### SOURCE DATA:

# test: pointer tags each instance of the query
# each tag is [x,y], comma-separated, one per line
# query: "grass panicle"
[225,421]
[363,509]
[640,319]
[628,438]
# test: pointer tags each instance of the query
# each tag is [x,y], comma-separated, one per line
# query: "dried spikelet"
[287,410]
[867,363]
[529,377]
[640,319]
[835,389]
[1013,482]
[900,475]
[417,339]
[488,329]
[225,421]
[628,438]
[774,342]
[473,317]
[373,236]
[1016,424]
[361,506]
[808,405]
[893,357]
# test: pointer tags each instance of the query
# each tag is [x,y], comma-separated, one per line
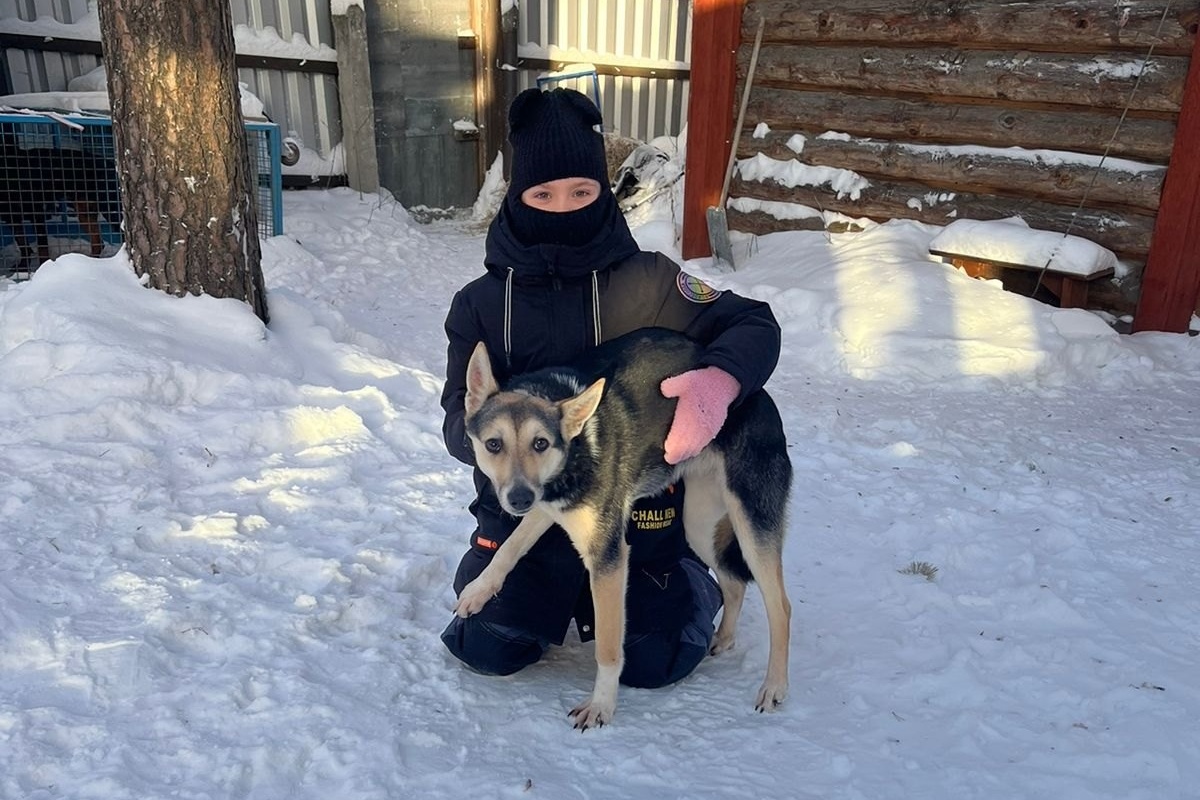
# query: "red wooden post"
[1170,286]
[715,36]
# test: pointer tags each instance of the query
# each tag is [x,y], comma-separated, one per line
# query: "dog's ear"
[579,409]
[480,382]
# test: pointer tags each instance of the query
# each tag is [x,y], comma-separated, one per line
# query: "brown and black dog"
[577,445]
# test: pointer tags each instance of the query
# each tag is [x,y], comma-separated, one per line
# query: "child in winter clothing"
[564,274]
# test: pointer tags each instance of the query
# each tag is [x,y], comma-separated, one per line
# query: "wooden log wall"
[924,100]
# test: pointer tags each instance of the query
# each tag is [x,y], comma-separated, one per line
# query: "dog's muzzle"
[520,499]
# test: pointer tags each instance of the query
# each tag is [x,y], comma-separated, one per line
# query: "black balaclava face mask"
[555,136]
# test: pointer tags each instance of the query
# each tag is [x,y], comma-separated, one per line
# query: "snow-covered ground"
[226,551]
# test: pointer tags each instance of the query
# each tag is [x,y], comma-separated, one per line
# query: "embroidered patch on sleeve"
[695,289]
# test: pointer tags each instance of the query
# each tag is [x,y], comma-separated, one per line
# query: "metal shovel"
[718,226]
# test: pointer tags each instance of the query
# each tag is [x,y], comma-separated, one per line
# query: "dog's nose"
[520,499]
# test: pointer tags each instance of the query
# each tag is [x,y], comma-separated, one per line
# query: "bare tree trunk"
[191,226]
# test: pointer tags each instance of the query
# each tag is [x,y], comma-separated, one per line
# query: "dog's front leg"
[609,581]
[487,583]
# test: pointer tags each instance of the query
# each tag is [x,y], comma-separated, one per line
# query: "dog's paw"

### REQUIREMENT:
Copy out all the data exactly; skip the pictures.

### SOLUTION TO THE EXERCISE:
# test: pointer tags each instance of the query
# each tag is [x,y], comma-separated, one per line
# query: "grass panicle"
[225,421]
[363,509]
[640,319]
[628,438]
# test: pointer tags each instance of the query
# each tag is [x,y], comma-separated, one per line
# query: "dried spikelet"
[287,410]
[867,363]
[529,377]
[640,319]
[835,389]
[1013,482]
[900,475]
[417,339]
[488,329]
[225,421]
[628,438]
[774,342]
[473,317]
[373,236]
[1016,424]
[361,506]
[808,405]
[893,357]
# test: pointer tags each instance of the query
# each tag is [x,y], comma-separated, one per line
# query: "red wooden post"
[1170,286]
[715,36]
# test: pointer tags each instance of the query
# each tag is [x,y], comma-separated, one per line
# query: "dog's ear"
[579,409]
[480,382]
# test: pointer tags each instance of the query
# each tag is [x,y], comma-separated, one per line
# query: "brown and black dog"
[577,445]
# test: pointer tags each instance of the query
# each tag is [x,y], comma-separated, one per line
# query: "child in winter clothing"
[564,274]
# test: pointer tags each instance of the query
# each tag is [x,y], comma-separated, one per line
# query: "wooden log wall"
[924,100]
# test: pointer tags each instance of the query
# each tag is [x,y], comma-separated, one per line
# query: "dog's muzzle"
[520,499]
# test: pointer tags each instance of the query
# each tag is [x,y], comma-separated, one per line
# query: "black balaclava face mask"
[555,136]
# test: pointer tags each instance of the query
# each tag is [x,y], comma-separated, one per line
# query: "snow-covered ground"
[226,551]
# test: pointer tags each instance of the query
# each tag is [x,y], comma-separated, one per line
# query: "embroidered patch on sleeve"
[695,289]
# test: pointer tags each instance of the query
# each tag is [x,y], comma-separated, one per line
# query: "metal shovel"
[718,226]
# test: pointer tags each instance of the query
# each tag is [x,y], comma-separated, one per line
# query: "dog's nose"
[520,499]
# test: pointer tags each instance of the query
# each tag is [x,y], comma-separated, one per line
# query: "bare tree trunk"
[191,226]
# test: pointer tags each instance of the query
# each tag is [x,y], comma-separated, one per line
# query: "dog's front leg"
[609,581]
[487,583]
# test: pointer tags each instance of the query
# each tag is [x,y], comma-separated, one per line
# query: "dog's paw"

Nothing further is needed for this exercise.